**** Data records

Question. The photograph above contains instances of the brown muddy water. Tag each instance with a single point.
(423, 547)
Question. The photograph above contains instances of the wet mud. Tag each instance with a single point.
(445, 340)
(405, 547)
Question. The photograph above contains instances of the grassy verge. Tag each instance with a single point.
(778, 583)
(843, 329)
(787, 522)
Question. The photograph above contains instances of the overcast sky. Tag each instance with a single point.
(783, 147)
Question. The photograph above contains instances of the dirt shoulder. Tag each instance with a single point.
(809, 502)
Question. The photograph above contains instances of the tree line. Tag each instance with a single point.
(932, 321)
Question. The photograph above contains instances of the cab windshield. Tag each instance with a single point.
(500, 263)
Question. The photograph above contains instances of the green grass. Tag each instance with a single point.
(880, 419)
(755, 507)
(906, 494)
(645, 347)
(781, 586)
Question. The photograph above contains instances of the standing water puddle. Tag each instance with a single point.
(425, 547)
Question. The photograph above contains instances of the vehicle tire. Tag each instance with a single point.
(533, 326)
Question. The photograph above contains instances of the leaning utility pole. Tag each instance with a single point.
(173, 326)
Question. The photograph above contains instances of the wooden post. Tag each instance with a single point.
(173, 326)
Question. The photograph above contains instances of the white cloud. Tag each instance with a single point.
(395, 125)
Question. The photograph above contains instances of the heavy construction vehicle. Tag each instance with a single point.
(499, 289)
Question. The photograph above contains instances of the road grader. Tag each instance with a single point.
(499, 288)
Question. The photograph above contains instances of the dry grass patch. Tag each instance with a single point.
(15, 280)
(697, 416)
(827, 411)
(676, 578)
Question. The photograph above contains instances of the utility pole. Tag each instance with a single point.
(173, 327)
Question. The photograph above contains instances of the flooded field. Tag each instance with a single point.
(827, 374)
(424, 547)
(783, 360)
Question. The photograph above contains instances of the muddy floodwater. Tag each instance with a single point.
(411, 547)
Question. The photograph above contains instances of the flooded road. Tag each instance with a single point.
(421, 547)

********

What this task involves> Switch "flooded road" to "submerged roadway" in the lines running from the one that contains "Question. The photograph above contains instances of the muddy" through the final line, and write out only those lines, otherwise unchanged.

Exercise result>
Question. The photograph above contains instances of the muddy floodwater. Tag each instance with a single point.
(411, 547)
Question. The photograph above contains instances of the submerged roadway. Tag each instance with a single point.
(421, 547)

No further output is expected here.